This really had to be a Covid-19 issue. As we return with our first issue of IHL since before lockdown began, we hope this finds you all in robust mood, ready to help guide your businesses through this latest patch of turbulence despite the post-apocalyptic headlines thrust in front of you on a daily basis.
The theme of this issue is rescue, support and recovery, which is why we have features on the role mediation plays in mitigating the effects of the Covid-19 crisis on businesses, the courts and the economy; how the employment law landscape has changed to factor in home-working and greater consideration for frontline workers; and how new legislation has torn up the rulebook for restructuring and insolvency to help UK Plc weather the crisis.
After speaking to senior in-house counsel over the past month, these themes are more relevant than ever. September saw us roll out our GC Powerlist UK 2020 online, some six months later than usual thanks to the intervention of Covid-19. Our team worked on the GC Powerlist pre-lockdown and sought to highlight legal functions making a major contribution to positive change or transformation, either at an industry or sector level: hence this year’s title, The Change Agenda. Little did we know when we came up with the title at the start of the year just how apt it would be.
In-house legal teams are acknowledged in the report for industry-wide initiatives, from collaborative efforts to tackle mental health and wellbeing and addressing law’s woeful record on diversity and social mobility, to GCs helping guide their companies through dramatic upheavals in business models. Others have overhauled governance and approaches to ethics, particularly with the rising number of GCs now assuming sustainability briefs, while some have influenced policy and legal standards for all of society.
Typically we have a reception every year to mark the launch of the Powerlist at the Legal Business Awards in March but of course this could not happen this year. Instead we hosted four webinars with our lead sponsor Pinsent Masons in October that featured leading in-house advisers from this year’s report.

Data —
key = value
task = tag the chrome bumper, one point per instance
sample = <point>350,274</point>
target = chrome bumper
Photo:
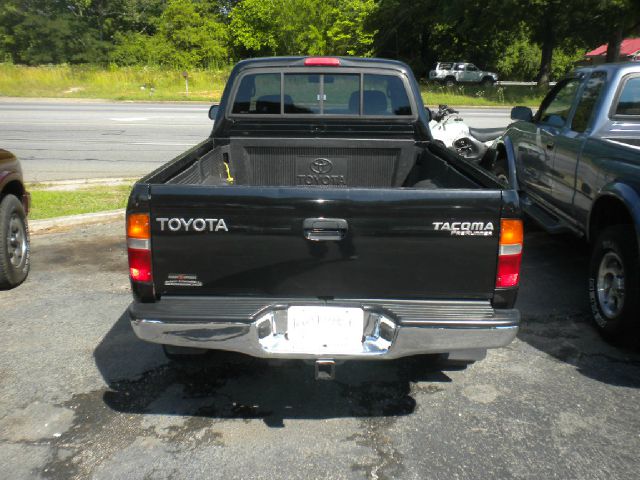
<point>257,327</point>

Problems to solve —
A) In the IHL editorial, what title was given to this year's GC Powerlist UK?
B) Continue the IHL editorial from its last sentence.
The entries have no connection to the IHL editorial.

Answers —
A) The Change Agenda.

B)
What emerged from those discussions is just how focused in-house teams are even now on doing the right thing – at a time when you might expect attention to be purely on keeping the lights switched on for many businesses. GCs and company secretaries are reminding their boards of the importance of sustainability, good corporate governance, and ethics in everything they do and making sure that they walk the walk on these issues, while setting the highest standards themselves as an example to their businesses and their external advisers.
Even in these difficult times of homeworking and social distancing many GCs report that their focus has been on the wellbeing of their teams, not only in terms of mental and physical health but also their training and development. Indeed, some report the irony of lockdown enabling better leadership and mentoring – the absence of an office environment and wider acceptance of flexible working hours has to some extent levelled the playing field. This means that team members previously hindered by geographical boundaries and the artificial constraints of presenteeism have an opportunity to shine and GCs are spending more time focusing on those who may previously have lost out due to sheer physical proximity.
Whatever happens over the next 12 months, we are never returning to they way things used to be done. Change is top of the agenda and the profession is taking the opportunity to reset for the greater good of everyone.